WRITTEN PROBLEM:
Pick out each line in the items below that contains the word "dune", and copy every such line in full. Case counts when matching.

ENTRIES PROVIDED:
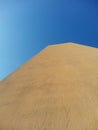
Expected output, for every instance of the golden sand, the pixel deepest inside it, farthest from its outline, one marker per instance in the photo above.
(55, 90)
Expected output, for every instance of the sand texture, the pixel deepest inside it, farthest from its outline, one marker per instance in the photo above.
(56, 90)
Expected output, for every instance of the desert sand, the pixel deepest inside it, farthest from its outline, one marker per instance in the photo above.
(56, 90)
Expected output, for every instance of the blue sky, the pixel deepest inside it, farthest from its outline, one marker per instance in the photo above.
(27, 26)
--
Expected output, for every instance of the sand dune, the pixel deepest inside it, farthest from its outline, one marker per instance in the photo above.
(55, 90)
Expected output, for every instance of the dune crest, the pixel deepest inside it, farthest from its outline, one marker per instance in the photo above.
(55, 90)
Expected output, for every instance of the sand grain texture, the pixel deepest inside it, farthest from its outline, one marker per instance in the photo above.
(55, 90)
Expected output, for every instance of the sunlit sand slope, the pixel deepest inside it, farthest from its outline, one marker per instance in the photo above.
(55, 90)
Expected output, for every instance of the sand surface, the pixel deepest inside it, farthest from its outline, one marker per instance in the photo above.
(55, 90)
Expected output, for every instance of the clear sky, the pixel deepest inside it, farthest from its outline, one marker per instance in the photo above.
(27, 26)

RESULT BELOW:
Expected output, for every instance of the sand dune, the pixel deepest inside it, farthest from its outline, one marker per instance in the photo above.
Expected output, for every instance of the dune crest, the pixel deepest inside it, farthest from its outline, one marker per instance in the photo above.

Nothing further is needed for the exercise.